* **Your instructions**
Reproduce all of the following material word for word.

* **Dataset entries**
____
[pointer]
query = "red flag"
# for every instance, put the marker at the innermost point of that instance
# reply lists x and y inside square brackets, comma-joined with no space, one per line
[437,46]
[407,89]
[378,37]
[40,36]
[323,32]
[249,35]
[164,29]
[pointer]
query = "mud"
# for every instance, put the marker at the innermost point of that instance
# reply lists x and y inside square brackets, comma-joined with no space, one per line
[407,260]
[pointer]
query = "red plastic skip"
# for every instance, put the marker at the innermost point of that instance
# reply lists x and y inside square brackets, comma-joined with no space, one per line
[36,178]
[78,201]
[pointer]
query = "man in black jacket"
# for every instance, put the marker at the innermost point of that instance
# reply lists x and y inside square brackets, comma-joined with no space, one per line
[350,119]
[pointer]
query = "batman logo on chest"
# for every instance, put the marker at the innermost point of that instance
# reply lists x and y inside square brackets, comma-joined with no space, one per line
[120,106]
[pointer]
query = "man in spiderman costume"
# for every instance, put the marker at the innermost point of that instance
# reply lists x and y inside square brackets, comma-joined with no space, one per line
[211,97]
____
* **Final result**
[pointer]
query = "red flag"
# for every instance, put the marker at the innermost point of that instance
# reply lists x and y inside square brackets, comma-joined with no space, one per line
[437,46]
[407,89]
[378,37]
[40,36]
[323,32]
[249,35]
[164,29]
[pointer]
query = "mud"
# for every instance, put the marker at the innermost point of that instance
# reply lists x and y inside square brackets, comma-joined with no space, one per line
[407,260]
[pointer]
query = "red plastic skip"
# for every instance, put the marker at the innermost point of that instance
# reply lists x and y inside square brackets, comma-joined with no space, one per line
[36,178]
[78,201]
[pointer]
query = "man in black jacket"
# for every instance, put the marker at the innermost point of that instance
# reply lists x and y inside square brackets, comma-joined with no space, one per line
[350,119]
[pointer]
query = "batman logo on chest"
# for every instance, put the marker at the innermost point of that instance
# reply lists x and y inside square brackets, comma-joined with no space, one per line
[120,106]
[pointer]
query = "man in spiderman costume"
# for every instance, put the marker at the innermost point of that instance
# reply lists x and y inside square brackets, comma-joined with no space, one per line
[211,97]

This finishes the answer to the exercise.